**REQUIRED TASK**
Reproduce everything from the line containing "Target: stone pool coping" down to the line containing "(1009, 331)", both included and requests kept. Multiply every coordinate in the answers by 0.75 and round to whole numbers, with halves going up.

Point placement records
## start
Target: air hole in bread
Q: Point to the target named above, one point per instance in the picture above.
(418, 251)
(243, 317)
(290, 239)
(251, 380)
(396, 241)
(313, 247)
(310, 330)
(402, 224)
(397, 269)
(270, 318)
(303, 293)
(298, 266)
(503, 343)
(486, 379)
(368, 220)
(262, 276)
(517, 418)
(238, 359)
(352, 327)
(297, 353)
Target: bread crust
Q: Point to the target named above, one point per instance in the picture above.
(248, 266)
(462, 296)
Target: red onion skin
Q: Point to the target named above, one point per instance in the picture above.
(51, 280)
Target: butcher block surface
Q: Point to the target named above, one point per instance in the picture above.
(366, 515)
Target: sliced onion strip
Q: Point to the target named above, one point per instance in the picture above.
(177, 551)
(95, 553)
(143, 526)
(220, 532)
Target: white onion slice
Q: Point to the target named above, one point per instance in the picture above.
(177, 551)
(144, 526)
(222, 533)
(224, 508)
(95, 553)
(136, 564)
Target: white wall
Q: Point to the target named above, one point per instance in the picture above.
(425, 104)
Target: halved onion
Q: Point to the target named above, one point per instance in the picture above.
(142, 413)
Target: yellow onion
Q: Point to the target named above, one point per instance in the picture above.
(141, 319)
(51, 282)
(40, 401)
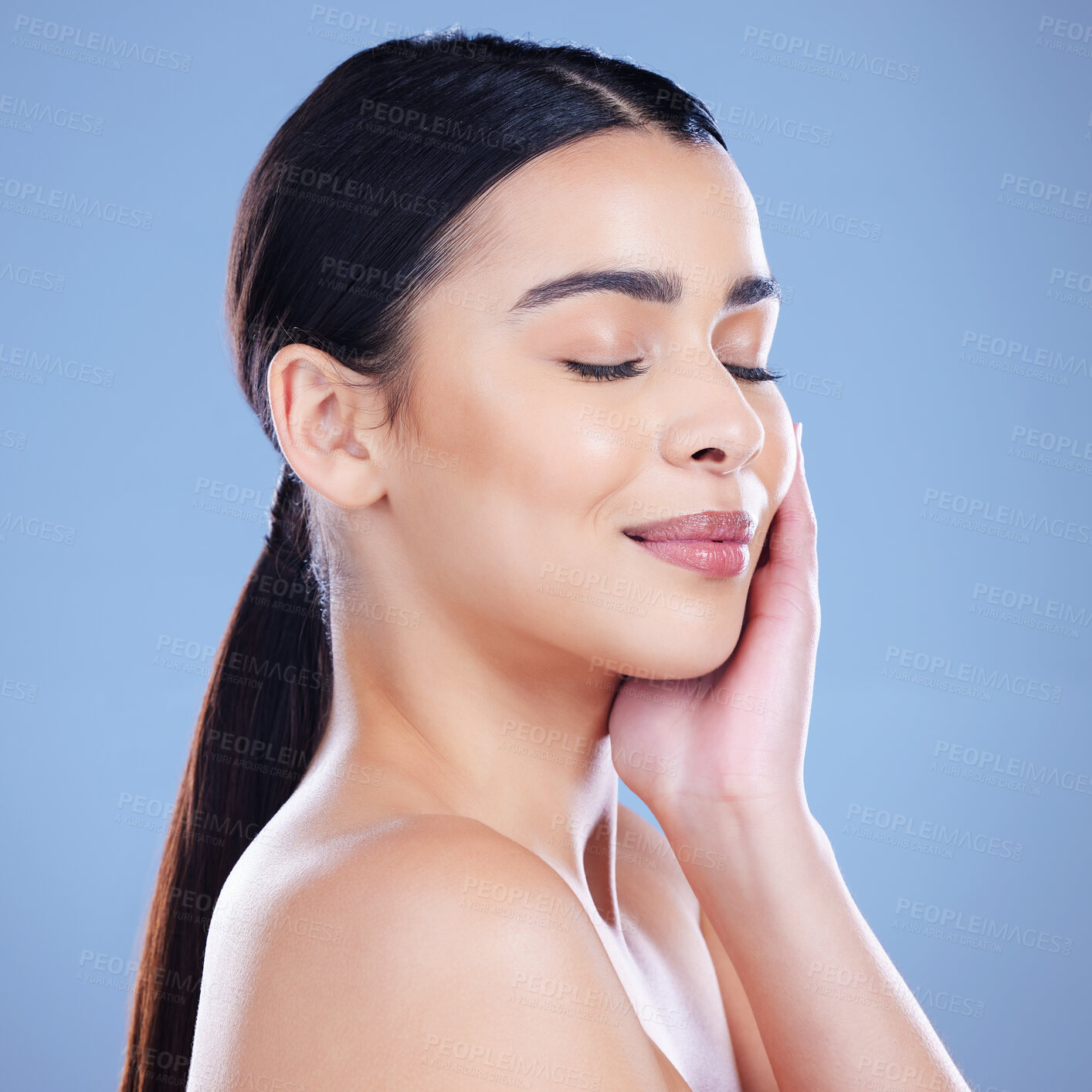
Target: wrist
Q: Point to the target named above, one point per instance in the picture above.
(758, 817)
(747, 846)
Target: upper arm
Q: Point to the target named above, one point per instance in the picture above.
(752, 1063)
(436, 955)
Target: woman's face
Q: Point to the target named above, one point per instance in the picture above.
(510, 514)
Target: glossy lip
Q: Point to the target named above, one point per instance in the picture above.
(710, 525)
(714, 543)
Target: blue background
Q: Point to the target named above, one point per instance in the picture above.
(879, 335)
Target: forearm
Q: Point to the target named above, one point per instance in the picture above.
(831, 1008)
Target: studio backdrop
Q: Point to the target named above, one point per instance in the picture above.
(923, 175)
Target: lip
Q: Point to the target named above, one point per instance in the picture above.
(714, 543)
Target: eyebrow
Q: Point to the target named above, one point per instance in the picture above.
(646, 285)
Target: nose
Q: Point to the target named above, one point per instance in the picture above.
(715, 428)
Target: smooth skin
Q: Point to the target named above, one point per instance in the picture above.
(453, 894)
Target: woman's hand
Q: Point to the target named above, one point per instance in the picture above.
(738, 734)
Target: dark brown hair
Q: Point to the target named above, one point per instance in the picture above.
(353, 212)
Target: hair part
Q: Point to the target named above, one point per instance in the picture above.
(363, 200)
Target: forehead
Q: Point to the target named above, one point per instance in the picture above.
(638, 199)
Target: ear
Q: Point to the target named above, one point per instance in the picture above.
(321, 413)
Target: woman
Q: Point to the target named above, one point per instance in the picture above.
(504, 309)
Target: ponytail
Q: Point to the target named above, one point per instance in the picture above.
(348, 219)
(263, 714)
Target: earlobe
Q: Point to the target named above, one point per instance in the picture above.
(317, 416)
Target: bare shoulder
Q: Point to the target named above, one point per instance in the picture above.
(644, 852)
(413, 955)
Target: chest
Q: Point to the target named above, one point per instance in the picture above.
(669, 976)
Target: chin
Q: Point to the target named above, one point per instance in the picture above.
(666, 644)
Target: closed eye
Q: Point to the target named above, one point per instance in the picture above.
(627, 371)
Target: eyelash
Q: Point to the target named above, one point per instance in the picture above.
(626, 371)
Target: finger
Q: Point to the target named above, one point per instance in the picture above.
(782, 614)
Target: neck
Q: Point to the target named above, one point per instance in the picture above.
(438, 721)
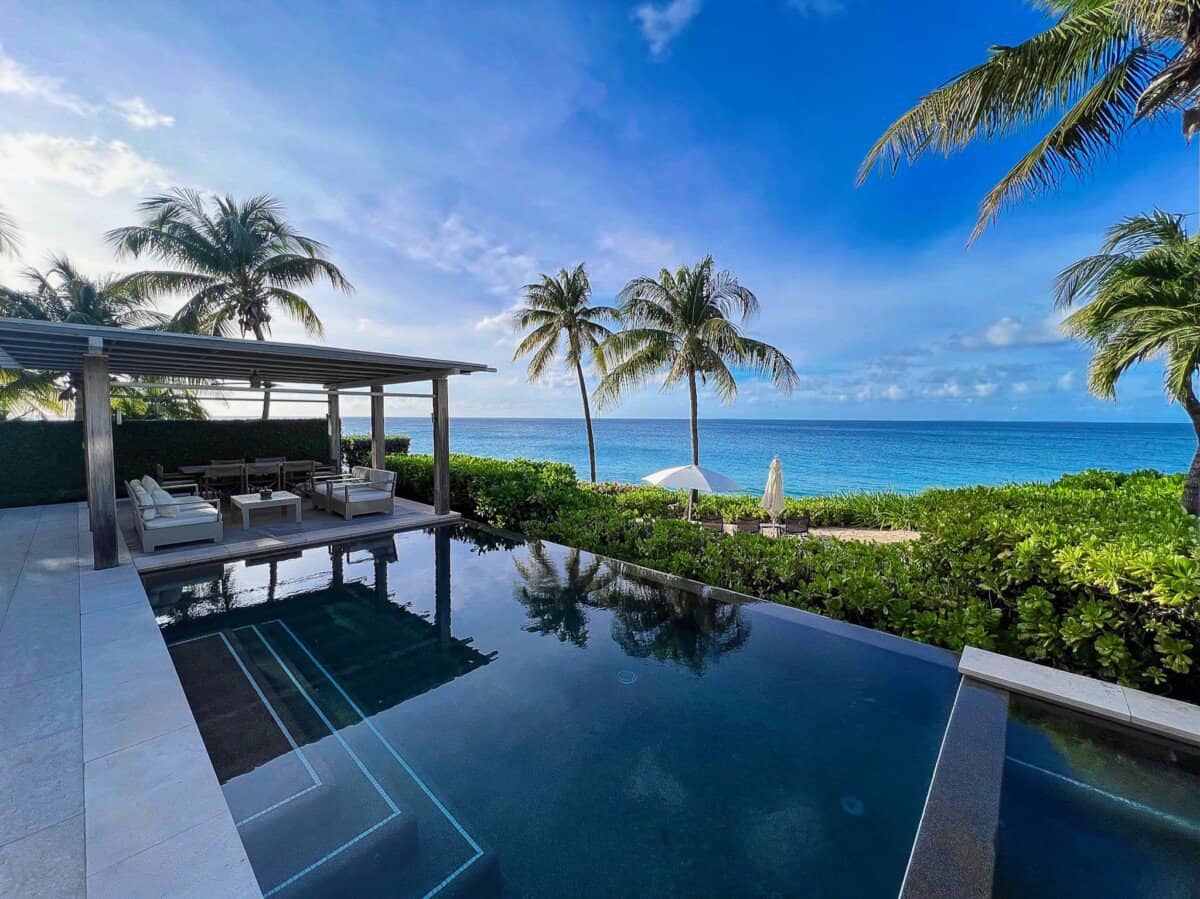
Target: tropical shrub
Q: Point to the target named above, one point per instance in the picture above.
(1096, 573)
(357, 448)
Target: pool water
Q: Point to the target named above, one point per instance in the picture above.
(1091, 809)
(451, 713)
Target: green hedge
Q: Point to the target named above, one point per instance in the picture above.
(357, 448)
(48, 455)
(1097, 573)
(504, 493)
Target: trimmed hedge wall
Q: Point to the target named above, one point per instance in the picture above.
(357, 448)
(43, 460)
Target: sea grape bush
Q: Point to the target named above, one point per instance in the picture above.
(1096, 573)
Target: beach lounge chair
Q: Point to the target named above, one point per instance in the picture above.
(161, 519)
(366, 491)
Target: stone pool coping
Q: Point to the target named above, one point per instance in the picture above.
(1146, 712)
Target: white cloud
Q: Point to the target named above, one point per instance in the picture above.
(18, 81)
(1011, 331)
(141, 114)
(816, 7)
(661, 23)
(455, 246)
(99, 167)
(947, 389)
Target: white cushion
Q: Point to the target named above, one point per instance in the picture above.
(165, 502)
(189, 515)
(145, 504)
(366, 495)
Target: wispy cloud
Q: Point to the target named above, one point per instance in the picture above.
(661, 23)
(816, 7)
(99, 167)
(141, 114)
(17, 81)
(1009, 331)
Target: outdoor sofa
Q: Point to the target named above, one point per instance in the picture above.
(367, 490)
(162, 519)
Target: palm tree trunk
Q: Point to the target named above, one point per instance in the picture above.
(1192, 486)
(76, 382)
(695, 435)
(587, 420)
(267, 385)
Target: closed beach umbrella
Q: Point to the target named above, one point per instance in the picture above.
(773, 497)
(693, 478)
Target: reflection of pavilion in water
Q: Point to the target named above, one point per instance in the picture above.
(287, 666)
(382, 652)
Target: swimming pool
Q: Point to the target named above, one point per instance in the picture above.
(453, 713)
(1092, 809)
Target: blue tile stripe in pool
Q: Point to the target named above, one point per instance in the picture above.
(287, 735)
(478, 850)
(354, 757)
(279, 723)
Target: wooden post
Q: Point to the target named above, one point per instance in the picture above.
(378, 432)
(441, 448)
(97, 427)
(335, 432)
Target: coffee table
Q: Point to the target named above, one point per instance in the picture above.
(280, 499)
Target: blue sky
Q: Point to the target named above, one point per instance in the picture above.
(449, 151)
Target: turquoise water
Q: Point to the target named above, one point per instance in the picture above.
(823, 456)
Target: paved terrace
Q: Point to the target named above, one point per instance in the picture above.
(106, 787)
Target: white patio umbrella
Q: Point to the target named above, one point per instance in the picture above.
(773, 497)
(703, 480)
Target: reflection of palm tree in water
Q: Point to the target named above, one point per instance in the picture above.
(649, 621)
(557, 601)
(670, 624)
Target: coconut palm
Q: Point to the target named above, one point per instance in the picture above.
(234, 262)
(25, 394)
(682, 325)
(1102, 67)
(557, 595)
(1141, 295)
(9, 241)
(65, 294)
(558, 311)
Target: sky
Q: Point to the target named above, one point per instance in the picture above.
(448, 153)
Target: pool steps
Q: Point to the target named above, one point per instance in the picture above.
(400, 832)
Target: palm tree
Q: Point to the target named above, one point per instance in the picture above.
(64, 294)
(682, 324)
(556, 307)
(1143, 301)
(557, 595)
(29, 393)
(1101, 69)
(235, 263)
(9, 241)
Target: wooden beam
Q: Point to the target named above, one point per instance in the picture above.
(335, 432)
(378, 430)
(441, 447)
(99, 454)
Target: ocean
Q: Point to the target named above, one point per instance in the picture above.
(822, 456)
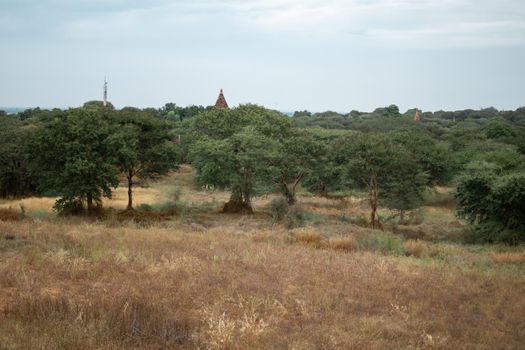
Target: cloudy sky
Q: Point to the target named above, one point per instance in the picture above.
(284, 54)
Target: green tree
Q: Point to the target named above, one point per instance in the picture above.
(142, 147)
(14, 176)
(493, 201)
(298, 156)
(433, 156)
(237, 149)
(72, 157)
(385, 170)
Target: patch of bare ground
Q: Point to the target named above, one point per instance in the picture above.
(71, 284)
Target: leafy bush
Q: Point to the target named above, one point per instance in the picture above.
(494, 204)
(279, 208)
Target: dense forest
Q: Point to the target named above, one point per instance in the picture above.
(390, 158)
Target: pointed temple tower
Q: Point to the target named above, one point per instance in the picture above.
(105, 92)
(417, 117)
(221, 102)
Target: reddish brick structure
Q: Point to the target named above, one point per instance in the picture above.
(221, 102)
(417, 117)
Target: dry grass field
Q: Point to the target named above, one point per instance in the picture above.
(205, 280)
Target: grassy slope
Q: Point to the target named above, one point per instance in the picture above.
(205, 280)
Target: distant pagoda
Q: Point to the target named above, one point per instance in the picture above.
(221, 101)
(417, 117)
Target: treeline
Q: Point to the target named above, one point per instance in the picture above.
(79, 154)
(388, 158)
(382, 118)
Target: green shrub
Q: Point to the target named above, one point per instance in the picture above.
(279, 208)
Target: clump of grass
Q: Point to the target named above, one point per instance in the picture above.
(415, 248)
(508, 258)
(120, 320)
(279, 208)
(347, 243)
(382, 242)
(358, 220)
(308, 236)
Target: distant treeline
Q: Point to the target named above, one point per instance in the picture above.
(391, 159)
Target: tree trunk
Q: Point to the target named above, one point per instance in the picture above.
(130, 190)
(240, 199)
(374, 220)
(89, 200)
(289, 195)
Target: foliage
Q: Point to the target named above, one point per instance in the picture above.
(72, 156)
(299, 155)
(434, 157)
(142, 147)
(494, 202)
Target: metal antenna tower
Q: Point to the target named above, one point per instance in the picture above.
(105, 92)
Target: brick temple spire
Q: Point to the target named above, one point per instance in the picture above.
(417, 117)
(221, 101)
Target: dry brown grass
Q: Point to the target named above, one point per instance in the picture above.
(72, 284)
(508, 258)
(343, 243)
(415, 248)
(203, 280)
(308, 236)
(9, 214)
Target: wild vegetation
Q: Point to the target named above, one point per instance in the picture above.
(233, 229)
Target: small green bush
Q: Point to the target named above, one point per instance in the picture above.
(279, 208)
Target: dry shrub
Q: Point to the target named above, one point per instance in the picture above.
(9, 214)
(415, 248)
(343, 243)
(308, 237)
(143, 216)
(262, 236)
(508, 258)
(117, 319)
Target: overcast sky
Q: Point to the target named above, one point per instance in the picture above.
(284, 54)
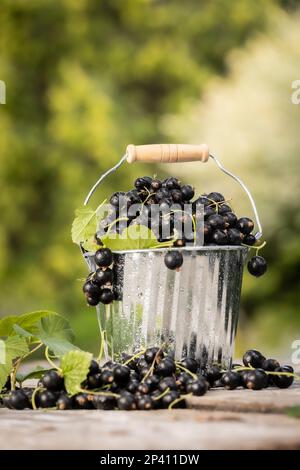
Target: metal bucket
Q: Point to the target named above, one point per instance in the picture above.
(193, 312)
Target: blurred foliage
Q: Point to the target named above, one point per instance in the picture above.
(251, 123)
(86, 77)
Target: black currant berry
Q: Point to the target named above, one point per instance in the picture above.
(245, 225)
(216, 221)
(126, 402)
(16, 400)
(92, 301)
(64, 402)
(235, 237)
(182, 380)
(257, 266)
(169, 397)
(213, 373)
(52, 381)
(82, 401)
(166, 367)
(107, 377)
(121, 375)
(231, 380)
(90, 289)
(156, 184)
(283, 381)
(230, 219)
(103, 276)
(253, 358)
(152, 381)
(46, 399)
(94, 367)
(190, 364)
(219, 237)
(94, 380)
(270, 365)
(103, 257)
(256, 379)
(167, 382)
(142, 183)
(173, 260)
(171, 183)
(132, 385)
(104, 402)
(145, 403)
(117, 198)
(249, 240)
(216, 197)
(188, 192)
(151, 353)
(224, 209)
(197, 387)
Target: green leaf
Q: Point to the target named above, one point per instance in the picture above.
(84, 225)
(36, 373)
(56, 333)
(27, 321)
(135, 237)
(14, 346)
(75, 366)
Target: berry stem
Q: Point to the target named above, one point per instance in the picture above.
(36, 390)
(186, 370)
(134, 357)
(105, 394)
(177, 400)
(47, 356)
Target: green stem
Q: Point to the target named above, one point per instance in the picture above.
(18, 363)
(134, 357)
(105, 394)
(50, 360)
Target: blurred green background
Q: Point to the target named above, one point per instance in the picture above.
(86, 77)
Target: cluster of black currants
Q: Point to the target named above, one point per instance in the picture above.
(98, 285)
(149, 380)
(256, 374)
(168, 208)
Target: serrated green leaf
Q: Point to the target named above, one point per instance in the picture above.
(84, 225)
(36, 373)
(28, 321)
(56, 333)
(15, 346)
(75, 366)
(134, 237)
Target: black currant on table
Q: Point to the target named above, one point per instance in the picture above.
(257, 266)
(173, 260)
(231, 380)
(283, 381)
(256, 379)
(253, 358)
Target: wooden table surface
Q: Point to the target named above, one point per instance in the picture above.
(237, 419)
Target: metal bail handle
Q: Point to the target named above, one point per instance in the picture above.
(174, 153)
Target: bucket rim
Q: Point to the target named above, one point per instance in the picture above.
(181, 249)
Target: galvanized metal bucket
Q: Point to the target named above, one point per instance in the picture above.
(192, 312)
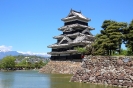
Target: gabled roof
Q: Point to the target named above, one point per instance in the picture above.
(75, 14)
(65, 38)
(87, 30)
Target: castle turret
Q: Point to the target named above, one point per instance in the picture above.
(76, 32)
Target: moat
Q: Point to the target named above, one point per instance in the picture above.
(33, 79)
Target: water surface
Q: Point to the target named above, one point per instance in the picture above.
(33, 79)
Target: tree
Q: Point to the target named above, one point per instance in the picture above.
(110, 39)
(8, 63)
(128, 36)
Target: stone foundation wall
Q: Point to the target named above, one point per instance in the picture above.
(106, 70)
(61, 67)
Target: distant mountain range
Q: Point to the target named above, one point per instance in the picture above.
(15, 53)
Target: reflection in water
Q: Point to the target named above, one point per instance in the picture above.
(33, 79)
(6, 79)
(62, 81)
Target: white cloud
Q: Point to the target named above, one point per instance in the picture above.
(31, 53)
(4, 48)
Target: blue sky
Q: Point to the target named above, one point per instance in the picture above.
(29, 25)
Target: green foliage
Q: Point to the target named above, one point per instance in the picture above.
(110, 39)
(128, 36)
(8, 63)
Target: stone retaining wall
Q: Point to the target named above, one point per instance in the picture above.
## end
**RESPONSE**
Target: stone pool coping
Q: Point to the target named above, one point per instance in the picture above.
(860, 534)
Target: white cloud
Q: Point to the target named above, one point per instance in the picture above.
(14, 61)
(758, 248)
(106, 86)
(612, 5)
(496, 17)
(341, 185)
(74, 125)
(710, 292)
Target: white cushion
Q: Point to the target named above, one point per instance in the picture above.
(124, 377)
(142, 386)
(109, 378)
(275, 371)
Target: wispy cloud
Q: Point to the target named above, one point per instance in the picture above.
(496, 17)
(612, 5)
(74, 125)
(106, 86)
(13, 61)
(757, 248)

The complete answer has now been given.